COMPITI DA SVOLGERE:
**A)** Nel testo sulla formazione teologica, su che cosa si basa soprattutto la formazione intellettuale del futuro sacerdote?
**B)** Traduci in inglese questa frase del testo sulla formazione teologica: "Il teologo è, dunque, anzitutto un credente, un uomo di fede."
**C)** Estrai dal testo sulla formazione teologica il passo tra "Il teologo è, dunque, anzitutto" e "elaborata e studiata.", entrambi compresi.

TESTO DATO:
╭──
53     La formazione intellettuale del futuro sacerdote si basa e si costruisce soprattutto sullo studio della “sacra doctrina”, della teologia. Il valore e l’autenticità della formazione teologica dipendono dal rispetto scrupoloso della natura propria della teologia, che i padri sinodali hanno così compendiato: “La vera teologia proviene dalla fede e intende condurre alla fede”. È questa la concezione che la chiesa cattolica, e il suo magistero in specie, hanno costantemente proposto. È questa la linea seguita dai grandi teologi, che hanno arricchito il pensiero della chiesa cattolica lungo i secoli. San Tommaso è oltremodo esplicito, quando afferma che la fede è come l’habitus della teologia, ossia il suo principio operativo permanente, e che tutta la teologia è ordinata a nutrire la fede.

          Il teologo è, dunque, anzitutto un credente, un uomo di fede. Ma è un credente che s’interroga sulla propria fede (“fides quaerens intellectum”), che s’interroga al fine di raggiungere una comprensione più profonda della fede stessa. I due aspetti, la fede e la riflessione matura, sono profondamente connessi, intrecciati: proprio la loro intima coordinazione e compenetrazione decide della vera natura della teologia, e conseguentemente decide dei contenuti, delle modalità e dello spirito secondo cui la “sacra doctrina” va elaborata e studiata.
╰──
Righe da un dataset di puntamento
╭──
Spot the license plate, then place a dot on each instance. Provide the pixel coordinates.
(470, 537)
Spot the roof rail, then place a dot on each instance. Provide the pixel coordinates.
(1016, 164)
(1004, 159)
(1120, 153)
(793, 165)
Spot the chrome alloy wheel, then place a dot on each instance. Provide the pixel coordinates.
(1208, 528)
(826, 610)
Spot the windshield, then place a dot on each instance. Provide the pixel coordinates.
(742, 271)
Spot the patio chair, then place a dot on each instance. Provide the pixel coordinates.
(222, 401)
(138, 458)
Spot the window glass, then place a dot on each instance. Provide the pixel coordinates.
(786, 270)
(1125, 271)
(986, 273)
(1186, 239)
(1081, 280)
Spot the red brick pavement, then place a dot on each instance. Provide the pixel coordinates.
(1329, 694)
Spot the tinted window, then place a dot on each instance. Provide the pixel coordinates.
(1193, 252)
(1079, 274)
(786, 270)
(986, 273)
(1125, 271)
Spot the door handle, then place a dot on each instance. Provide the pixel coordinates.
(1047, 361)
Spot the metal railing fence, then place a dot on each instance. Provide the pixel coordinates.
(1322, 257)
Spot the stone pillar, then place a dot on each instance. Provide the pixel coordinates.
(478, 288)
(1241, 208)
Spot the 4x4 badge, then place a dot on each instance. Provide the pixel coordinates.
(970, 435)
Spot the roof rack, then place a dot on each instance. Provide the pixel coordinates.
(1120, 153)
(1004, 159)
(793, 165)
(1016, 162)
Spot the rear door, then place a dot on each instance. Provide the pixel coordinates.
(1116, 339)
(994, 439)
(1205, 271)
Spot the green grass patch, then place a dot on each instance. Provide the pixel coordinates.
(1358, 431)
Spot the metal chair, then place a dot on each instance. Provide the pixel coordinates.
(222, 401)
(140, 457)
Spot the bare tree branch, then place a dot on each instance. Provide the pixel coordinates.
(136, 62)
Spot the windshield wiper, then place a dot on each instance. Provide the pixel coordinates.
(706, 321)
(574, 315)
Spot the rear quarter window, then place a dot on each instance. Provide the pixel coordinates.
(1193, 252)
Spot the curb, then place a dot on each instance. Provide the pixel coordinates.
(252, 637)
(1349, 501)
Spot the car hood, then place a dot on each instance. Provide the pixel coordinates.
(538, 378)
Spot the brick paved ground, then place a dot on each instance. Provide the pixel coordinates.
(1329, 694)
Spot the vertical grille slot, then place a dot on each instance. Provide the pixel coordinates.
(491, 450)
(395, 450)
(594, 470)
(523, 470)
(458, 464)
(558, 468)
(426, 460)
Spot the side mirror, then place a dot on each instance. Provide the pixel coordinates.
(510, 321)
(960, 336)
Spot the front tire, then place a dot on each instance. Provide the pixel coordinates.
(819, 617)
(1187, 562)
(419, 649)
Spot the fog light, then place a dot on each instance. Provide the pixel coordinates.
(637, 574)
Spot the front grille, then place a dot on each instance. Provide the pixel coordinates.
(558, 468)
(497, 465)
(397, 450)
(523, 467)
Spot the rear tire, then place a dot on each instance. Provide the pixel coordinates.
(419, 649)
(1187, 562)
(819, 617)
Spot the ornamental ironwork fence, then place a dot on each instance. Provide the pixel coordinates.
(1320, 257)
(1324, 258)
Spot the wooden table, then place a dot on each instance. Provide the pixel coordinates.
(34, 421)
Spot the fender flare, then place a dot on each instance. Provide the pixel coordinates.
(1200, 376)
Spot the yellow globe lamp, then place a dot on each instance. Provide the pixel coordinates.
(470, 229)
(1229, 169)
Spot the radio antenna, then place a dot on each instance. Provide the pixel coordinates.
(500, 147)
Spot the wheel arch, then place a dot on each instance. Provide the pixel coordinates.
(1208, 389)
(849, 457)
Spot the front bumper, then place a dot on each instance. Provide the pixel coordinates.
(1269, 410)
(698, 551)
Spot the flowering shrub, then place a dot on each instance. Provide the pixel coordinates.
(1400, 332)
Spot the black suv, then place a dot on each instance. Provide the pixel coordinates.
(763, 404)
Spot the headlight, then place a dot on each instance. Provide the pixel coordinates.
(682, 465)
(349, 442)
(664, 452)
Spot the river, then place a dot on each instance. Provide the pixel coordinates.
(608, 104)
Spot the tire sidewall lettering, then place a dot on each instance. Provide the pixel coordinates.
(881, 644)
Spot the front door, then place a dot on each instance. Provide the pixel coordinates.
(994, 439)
╰──
SOLUZIONI COMPLETE:
**A)** Sullo studio della "sacra doctrina", cioè della teologia.

**B)** The theologian is, therefore, above all a believer, a man of faith.

**C)**
Il teologo è, dunque, anzitutto un credente, un uomo di fede. Ma è un credente che s’interroga sulla propria fede (“fides quaerens intellectum”), che s’interroga al fine di raggiungere una comprensione più profonda della fede stessa. I due aspetti, la fede e la riflessione matura, sono profondamente connessi, intrecciati: proprio la loro intima coordinazione e compenetrazione decide della vera natura della teologia, e conseguentemente decide dei contenuti, delle modalità e dello spirito secondo cui la “sacra doctrina” va elaborata e studiata.